■ Texte source:
* * * * *

Toronto (Ontario), le 19 juin 2003

CORAM :       LE JUGE ROTHSTEIN        

LE JUGE NOËL

LE JUGE SEXTON

ENTRE :                                                                         

APOTEX INC.

appelante

(défenderesse)

et

FERRING INC.

intimée

(demanderesse)

et

LE PROCUREUR GÉNÉRAL DU CANADA

et LE MINISTRE DE LA SANTÉ

intimés

(défendeurs)

Dossier : A-142-03

ET ENTRE :

LE PROCUREUR GÉNÉRAL DU CANADA

et LE MINISTRE DE LA SANTÉ

appelants

(défendeurs)

et

FERRING INC.

intimée

(demanderesse)


et

APOTEX INC.

intimée

(défenderesse)

                                                                 JUGEMENT

Les appels sont accueillis, la décision du juge saisi des demandes est infirmée et les décisions du ministre de supprimer de la liste des brevets le brevet canadien n ° 2 166 296 appartenant à Ferring et de délivrer un avis de conformité à Apotex pour le Apo-Desmopressin sont rétablies, les dépens étant adjugés en faveur des appelants dans les deux instances.          

            « Marshall Rothstein »

                                                                                                                                                    Juge                             

Traduction certifiée conforme

Martine Guay, LL.L.


Date : 20030619

Dossier : A-105-03

Référence neutre : 2003 CAF 274

CORAM :       LE JUGE ROTHSTEIN        

LE JUGE NOËL

LE JUGE SEXTON

ENTRE :                                                                         

APOTEX INC.

appelante

(défenderesse)

et

FERRING INC.

intimée

(demanderesse)

et

LE PROCUREUR GÉNÉRAL DU CANADA

et LE MINISTRE DE LA SANTÉ

intimés

(défendeurs)

Dossier : A-142-03

ET ENTRE :

LE PROCUREUR GÉNÉRAL DU CANADA

et LE MINISTRE DE LA SANTÉ

appelants

(défendeurs)

et


FERRING INC.

intimée

(demanderesse)

et

APOTEX INC.

intimée

(défenderesse)

                                   Appel entendu à Toronto (Ontario) le 16 juin 2003.

                                   Jugement rendu à Toronto (Ontario) le 19 juin 2003.

      

MOTIFS DU JUGEMENT :                                                                  LE JUGE ROTHSTEIN

                                                                                                                              LE JUGE NOËL

                                                                                                                         LE JUGE SEXTON


Date : 20030619

Dossier : A-105-03

Référence neutre : 2003 CAF 274

CORAM :       LE JUGE ROTHSTEIN        

LE JUGE NOËL

LE JUGE SEXTON

ENTRE :                                                                         

APOTEX INC.

* * * * *

■ Données fournies:

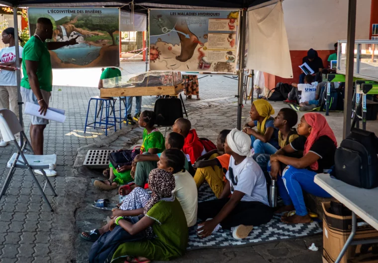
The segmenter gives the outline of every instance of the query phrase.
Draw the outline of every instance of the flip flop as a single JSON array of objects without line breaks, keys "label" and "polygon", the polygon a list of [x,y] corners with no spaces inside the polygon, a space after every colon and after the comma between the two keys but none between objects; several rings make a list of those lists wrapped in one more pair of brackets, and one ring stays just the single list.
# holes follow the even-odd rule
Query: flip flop
[{"label": "flip flop", "polygon": [[93,230],[91,230],[89,232],[86,233],[89,235],[89,237],[86,237],[82,233],[80,233],[80,237],[85,240],[91,241],[91,242],[95,242],[101,236],[98,229],[94,229]]},{"label": "flip flop", "polygon": [[113,208],[117,208],[117,204],[111,204],[109,199],[98,199],[94,201],[94,203],[92,204],[92,207],[96,209],[101,209],[102,210],[110,210]]},{"label": "flip flop", "polygon": [[108,181],[110,185],[106,184],[105,183],[105,181],[102,180],[96,180],[93,184],[95,188],[102,190],[113,190],[117,187],[117,185],[111,185],[112,182],[110,182],[110,180],[105,180],[105,181]]}]

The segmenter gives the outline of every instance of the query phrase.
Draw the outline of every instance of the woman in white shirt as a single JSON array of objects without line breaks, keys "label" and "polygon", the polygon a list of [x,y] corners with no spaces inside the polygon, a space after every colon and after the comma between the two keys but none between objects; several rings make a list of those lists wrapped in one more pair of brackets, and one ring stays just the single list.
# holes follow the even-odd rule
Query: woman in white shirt
[{"label": "woman in white shirt", "polygon": [[[14,68],[16,66],[14,28],[8,27],[3,31],[1,40],[9,46],[0,50],[0,109],[10,109],[18,118],[17,77]],[[19,46],[19,51],[20,64],[22,54],[21,46]],[[0,147],[4,147],[7,144],[0,140]]]}]

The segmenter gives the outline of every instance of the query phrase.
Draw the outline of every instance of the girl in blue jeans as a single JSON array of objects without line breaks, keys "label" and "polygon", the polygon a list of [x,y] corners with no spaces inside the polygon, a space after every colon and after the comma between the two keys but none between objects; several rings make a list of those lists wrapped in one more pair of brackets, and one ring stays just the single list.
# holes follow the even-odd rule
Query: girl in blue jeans
[{"label": "girl in blue jeans", "polygon": [[[251,147],[255,154],[273,154],[279,148],[278,129],[275,127],[274,119],[271,116],[274,113],[272,105],[266,100],[255,101],[251,106],[249,115],[252,121],[245,124],[243,131],[251,137]],[[252,129],[255,127],[257,131]]]},{"label": "girl in blue jeans", "polygon": [[[299,137],[271,156],[271,175],[277,179],[279,192],[285,205],[277,213],[295,210],[294,213],[282,216],[281,221],[286,224],[311,222],[303,200],[303,191],[316,196],[331,197],[314,182],[314,177],[318,173],[328,172],[334,164],[337,146],[333,132],[320,114],[305,114],[297,132]],[[301,158],[286,156],[298,150],[303,151]],[[287,165],[282,172],[281,164]]]}]

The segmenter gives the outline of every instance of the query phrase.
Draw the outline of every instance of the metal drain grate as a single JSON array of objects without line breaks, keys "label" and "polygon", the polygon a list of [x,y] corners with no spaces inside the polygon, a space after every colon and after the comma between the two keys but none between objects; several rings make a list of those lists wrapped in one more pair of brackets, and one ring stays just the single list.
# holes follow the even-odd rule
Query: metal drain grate
[{"label": "metal drain grate", "polygon": [[93,168],[107,168],[109,153],[117,150],[89,150],[83,165]]}]

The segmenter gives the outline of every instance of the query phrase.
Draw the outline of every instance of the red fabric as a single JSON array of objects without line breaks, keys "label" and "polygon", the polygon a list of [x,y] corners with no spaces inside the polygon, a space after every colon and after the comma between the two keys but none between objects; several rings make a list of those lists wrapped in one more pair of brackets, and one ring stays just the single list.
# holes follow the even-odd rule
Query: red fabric
[{"label": "red fabric", "polygon": [[185,138],[183,151],[189,155],[192,164],[202,155],[203,149],[203,145],[198,137],[197,132],[194,129],[191,130]]},{"label": "red fabric", "polygon": [[[335,145],[337,147],[337,141],[333,131],[328,125],[325,117],[320,113],[310,113],[304,115],[304,119],[308,125],[312,128],[311,133],[307,137],[306,143],[304,144],[304,150],[303,156],[308,152],[314,143],[321,136],[327,136],[333,141]],[[327,147],[327,145],[324,145]],[[311,165],[310,168],[314,171],[319,168],[318,162],[316,161]]]},{"label": "red fabric", "polygon": [[207,152],[216,149],[216,145],[208,139],[206,139],[206,138],[200,138],[199,141],[203,145],[205,150]]}]

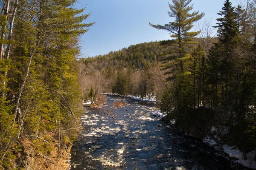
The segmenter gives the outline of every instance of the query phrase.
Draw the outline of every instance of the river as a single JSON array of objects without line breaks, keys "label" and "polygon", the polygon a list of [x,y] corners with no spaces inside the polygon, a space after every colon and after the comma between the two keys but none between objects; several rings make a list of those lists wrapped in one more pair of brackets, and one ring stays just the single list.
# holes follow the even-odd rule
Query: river
[{"label": "river", "polygon": [[70,170],[233,169],[201,140],[153,117],[155,105],[106,97],[108,106],[81,117],[83,137],[73,147]]}]

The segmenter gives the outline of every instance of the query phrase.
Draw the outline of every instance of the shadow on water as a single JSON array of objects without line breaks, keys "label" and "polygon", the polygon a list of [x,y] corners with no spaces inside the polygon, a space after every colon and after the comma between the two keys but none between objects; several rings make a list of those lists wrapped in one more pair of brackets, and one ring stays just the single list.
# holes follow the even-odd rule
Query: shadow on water
[{"label": "shadow on water", "polygon": [[[154,105],[107,98],[109,107],[82,117],[84,140],[73,147],[71,170],[232,169],[200,140],[152,117]],[[116,102],[126,105],[114,108]]]}]

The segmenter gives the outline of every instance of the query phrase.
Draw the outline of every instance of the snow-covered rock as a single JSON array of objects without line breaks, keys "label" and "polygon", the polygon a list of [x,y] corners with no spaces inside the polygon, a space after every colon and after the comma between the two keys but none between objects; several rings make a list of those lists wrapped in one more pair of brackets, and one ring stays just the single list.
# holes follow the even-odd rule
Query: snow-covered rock
[{"label": "snow-covered rock", "polygon": [[205,138],[203,139],[203,142],[204,143],[208,144],[211,147],[214,146],[217,144],[217,143],[216,143],[216,142],[215,142],[215,140],[211,138],[208,135]]},{"label": "snow-covered rock", "polygon": [[211,130],[219,136],[224,135],[228,133],[228,128],[225,126],[212,126]]},{"label": "snow-covered rock", "polygon": [[223,147],[223,151],[228,154],[230,156],[239,159],[238,163],[242,165],[252,168],[256,169],[256,161],[254,160],[256,156],[256,150],[253,150],[246,154],[247,159],[244,160],[243,153],[239,150],[234,147],[231,147],[225,144]]},{"label": "snow-covered rock", "polygon": [[165,117],[166,115],[167,115],[166,114],[162,113],[159,111],[156,111],[152,114],[152,116],[156,116],[157,117],[159,117],[160,118]]}]

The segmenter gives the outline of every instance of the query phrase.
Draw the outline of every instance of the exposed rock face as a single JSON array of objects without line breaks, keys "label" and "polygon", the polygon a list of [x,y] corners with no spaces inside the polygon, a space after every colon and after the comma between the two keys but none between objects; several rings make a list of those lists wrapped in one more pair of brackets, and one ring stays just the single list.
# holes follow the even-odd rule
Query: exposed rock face
[{"label": "exposed rock face", "polygon": [[20,164],[26,170],[33,170],[37,166],[35,153],[31,146],[31,142],[24,139],[21,142],[23,146],[22,156],[20,158]]}]

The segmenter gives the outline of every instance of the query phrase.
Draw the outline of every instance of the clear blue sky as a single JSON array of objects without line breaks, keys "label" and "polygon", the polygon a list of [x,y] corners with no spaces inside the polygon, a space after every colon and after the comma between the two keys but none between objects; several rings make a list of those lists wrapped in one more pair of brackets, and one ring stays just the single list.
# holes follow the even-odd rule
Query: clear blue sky
[{"label": "clear blue sky", "polygon": [[[174,20],[168,16],[167,0],[79,0],[77,8],[85,8],[84,13],[92,12],[85,23],[95,22],[88,32],[81,36],[81,57],[95,56],[118,51],[131,45],[170,38],[168,32],[148,25],[163,25]],[[236,6],[236,0],[231,0]],[[192,0],[192,11],[204,11],[204,18],[212,18],[221,10],[224,0]]]}]

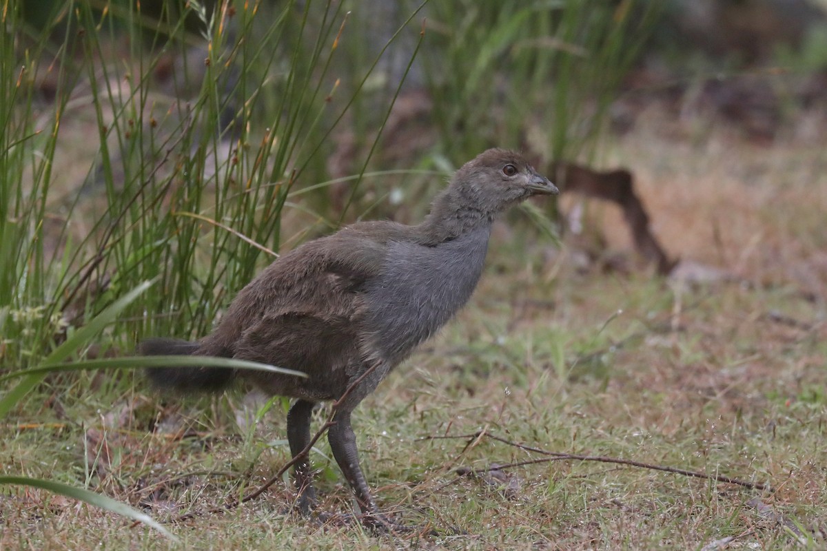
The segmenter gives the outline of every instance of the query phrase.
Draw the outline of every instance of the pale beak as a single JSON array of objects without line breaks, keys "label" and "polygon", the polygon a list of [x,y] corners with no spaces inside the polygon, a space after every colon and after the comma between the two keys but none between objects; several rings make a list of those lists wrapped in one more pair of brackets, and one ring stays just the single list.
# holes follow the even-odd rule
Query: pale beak
[{"label": "pale beak", "polygon": [[540,176],[537,173],[531,175],[528,180],[528,189],[535,195],[557,195],[560,192],[557,187],[552,183],[545,176]]}]

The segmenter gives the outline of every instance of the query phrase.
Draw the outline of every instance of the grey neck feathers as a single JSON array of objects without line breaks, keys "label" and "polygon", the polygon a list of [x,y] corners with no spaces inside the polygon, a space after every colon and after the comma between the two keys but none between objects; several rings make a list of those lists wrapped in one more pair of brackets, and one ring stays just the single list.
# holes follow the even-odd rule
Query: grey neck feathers
[{"label": "grey neck feathers", "polygon": [[425,236],[441,243],[491,226],[495,213],[479,202],[469,201],[462,191],[452,185],[437,196],[431,212],[418,226]]}]

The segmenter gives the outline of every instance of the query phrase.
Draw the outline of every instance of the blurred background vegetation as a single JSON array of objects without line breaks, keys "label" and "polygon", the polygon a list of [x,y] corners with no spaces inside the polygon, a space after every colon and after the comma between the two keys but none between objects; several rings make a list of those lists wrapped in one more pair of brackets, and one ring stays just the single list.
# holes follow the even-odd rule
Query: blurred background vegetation
[{"label": "blurred background vegetation", "polygon": [[[5,0],[0,373],[43,363],[148,281],[67,357],[202,335],[282,248],[361,217],[415,221],[450,171],[490,146],[538,168],[600,165],[654,102],[771,143],[825,103],[825,10]],[[38,396],[83,408],[90,392],[131,384],[74,373]],[[15,397],[21,415],[48,416]]]}]

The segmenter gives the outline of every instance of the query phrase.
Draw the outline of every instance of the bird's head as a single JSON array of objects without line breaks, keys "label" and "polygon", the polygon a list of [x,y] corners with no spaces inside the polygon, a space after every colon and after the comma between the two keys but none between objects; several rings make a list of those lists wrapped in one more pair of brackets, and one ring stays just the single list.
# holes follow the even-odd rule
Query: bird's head
[{"label": "bird's head", "polygon": [[466,207],[497,214],[533,195],[557,195],[557,186],[519,153],[488,150],[454,174],[451,187]]}]

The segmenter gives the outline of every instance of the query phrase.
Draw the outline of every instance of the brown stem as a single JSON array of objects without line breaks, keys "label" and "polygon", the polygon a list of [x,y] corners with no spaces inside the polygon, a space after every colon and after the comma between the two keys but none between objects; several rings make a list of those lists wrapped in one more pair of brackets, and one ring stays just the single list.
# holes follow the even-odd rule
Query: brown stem
[{"label": "brown stem", "polygon": [[577,454],[562,454],[561,452],[550,452],[548,450],[542,449],[540,448],[533,448],[531,446],[527,446],[525,444],[517,444],[516,442],[507,440],[504,438],[495,436],[495,435],[492,435],[485,430],[480,430],[480,432],[476,432],[474,434],[470,434],[470,435],[460,435],[457,436],[426,436],[425,438],[421,439],[437,440],[437,439],[468,439],[469,443],[471,443],[483,436],[490,438],[493,440],[497,440],[498,442],[502,442],[503,444],[507,444],[508,445],[513,446],[514,448],[519,448],[519,449],[524,449],[529,452],[542,454],[543,455],[547,455],[550,457],[543,458],[542,459],[528,459],[526,461],[519,461],[517,463],[507,463],[504,465],[498,465],[497,467],[490,468],[470,469],[468,468],[460,468],[457,470],[457,474],[464,475],[464,474],[468,474],[470,473],[486,473],[488,471],[496,471],[513,467],[521,467],[523,465],[533,465],[541,463],[548,463],[550,461],[566,461],[566,460],[596,461],[598,463],[609,463],[617,465],[629,465],[630,467],[648,468],[653,471],[661,471],[663,473],[682,474],[685,477],[694,477],[696,478],[715,480],[719,482],[725,482],[727,484],[735,484],[737,486],[742,486],[743,487],[749,488],[751,490],[762,490],[764,492],[772,491],[770,487],[766,484],[761,484],[758,482],[748,482],[743,480],[739,480],[737,478],[730,478],[729,477],[724,477],[724,475],[719,475],[719,474],[711,475],[711,474],[706,474],[705,473],[700,473],[699,471],[689,471],[683,468],[676,468],[675,467],[667,467],[665,465],[655,465],[653,463],[643,463],[642,461],[633,461],[632,459],[621,459],[619,458],[612,458],[605,455],[580,455]]}]

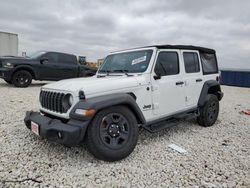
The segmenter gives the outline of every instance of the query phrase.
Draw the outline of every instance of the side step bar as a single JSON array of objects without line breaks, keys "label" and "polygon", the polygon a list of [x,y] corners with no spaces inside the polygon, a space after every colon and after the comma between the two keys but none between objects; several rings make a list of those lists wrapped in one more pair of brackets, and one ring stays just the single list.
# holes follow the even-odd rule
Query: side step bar
[{"label": "side step bar", "polygon": [[165,128],[178,125],[180,120],[190,120],[190,119],[196,118],[199,115],[200,115],[199,110],[196,109],[195,111],[189,111],[189,112],[182,113],[182,114],[176,114],[174,116],[171,116],[171,117],[168,117],[168,118],[156,121],[156,122],[148,123],[148,124],[142,125],[142,127],[145,130],[149,131],[150,133],[155,133]]}]

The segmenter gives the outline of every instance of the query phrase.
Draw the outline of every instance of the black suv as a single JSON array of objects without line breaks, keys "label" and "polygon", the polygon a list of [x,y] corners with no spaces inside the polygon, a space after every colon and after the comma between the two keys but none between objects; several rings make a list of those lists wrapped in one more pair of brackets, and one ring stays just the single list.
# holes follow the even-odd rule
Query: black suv
[{"label": "black suv", "polygon": [[0,57],[0,78],[16,87],[28,87],[32,79],[57,81],[95,73],[95,68],[78,64],[72,54],[43,51],[27,58]]}]

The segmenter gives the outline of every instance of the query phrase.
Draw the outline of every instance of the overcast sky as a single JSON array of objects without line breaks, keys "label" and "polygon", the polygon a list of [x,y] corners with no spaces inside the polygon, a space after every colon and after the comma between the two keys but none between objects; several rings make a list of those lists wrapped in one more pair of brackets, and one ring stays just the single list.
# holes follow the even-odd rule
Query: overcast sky
[{"label": "overcast sky", "polygon": [[19,53],[55,50],[96,61],[152,44],[214,48],[220,67],[250,68],[249,0],[0,0],[0,31]]}]

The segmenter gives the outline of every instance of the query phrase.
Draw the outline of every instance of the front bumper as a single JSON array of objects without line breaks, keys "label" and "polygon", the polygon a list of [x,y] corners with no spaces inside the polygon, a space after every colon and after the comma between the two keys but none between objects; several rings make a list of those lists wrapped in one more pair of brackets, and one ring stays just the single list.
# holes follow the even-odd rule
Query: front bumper
[{"label": "front bumper", "polygon": [[75,146],[79,144],[85,136],[89,121],[79,121],[70,119],[63,123],[59,119],[53,119],[39,112],[28,111],[24,118],[25,125],[31,129],[31,122],[39,125],[39,136],[49,141]]}]

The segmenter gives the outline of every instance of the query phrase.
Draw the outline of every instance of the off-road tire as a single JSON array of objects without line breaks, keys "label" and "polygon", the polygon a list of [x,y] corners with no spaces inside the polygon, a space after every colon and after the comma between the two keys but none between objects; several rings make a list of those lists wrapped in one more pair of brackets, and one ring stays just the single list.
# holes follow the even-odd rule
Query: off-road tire
[{"label": "off-road tire", "polygon": [[4,79],[4,81],[5,81],[7,84],[12,84],[12,81],[11,81],[11,80],[6,80],[6,79]]},{"label": "off-road tire", "polygon": [[14,73],[12,83],[16,87],[28,87],[32,82],[32,75],[26,70],[20,70]]},{"label": "off-road tire", "polygon": [[[114,114],[114,115],[113,115]],[[114,123],[117,115],[120,115],[123,122]],[[112,118],[111,118],[112,117]],[[118,118],[119,119],[119,118]],[[112,121],[111,121],[112,120]],[[115,120],[115,121],[113,121]],[[109,123],[109,122],[113,123]],[[116,143],[114,137],[110,136],[109,131],[111,131],[112,125],[119,125],[118,130],[121,135],[125,135],[126,137],[121,136],[125,139],[123,141],[120,137],[115,137],[120,139],[117,141],[115,145],[117,148],[113,148],[113,143]],[[107,129],[107,133],[105,130]],[[104,133],[103,133],[103,132]],[[104,161],[117,161],[127,157],[135,148],[138,140],[138,124],[134,114],[125,106],[114,106],[98,112],[91,124],[88,126],[87,136],[86,136],[86,145],[87,149],[91,154],[93,154],[96,158],[104,160]],[[106,137],[105,137],[106,136]],[[110,143],[109,143],[110,139]]]},{"label": "off-road tire", "polygon": [[205,105],[200,108],[200,115],[197,117],[197,122],[203,127],[212,126],[219,114],[219,100],[217,96],[208,94],[206,96]]}]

* * * * *

■ Consigne: Retranscrivez sans rien changer le passage du texte source qui s'ouvre sur les mots « Appel entendu à » et se referme sur « 19 juin 2003. ». Appuyez-vous uniquement sur le texte source.

■ Réponse:
Appel entendu à Toronto (Ontario) le 16 juin 2003.

                                   Jugement rendu à Toronto (Ontario) le 19 juin 2003.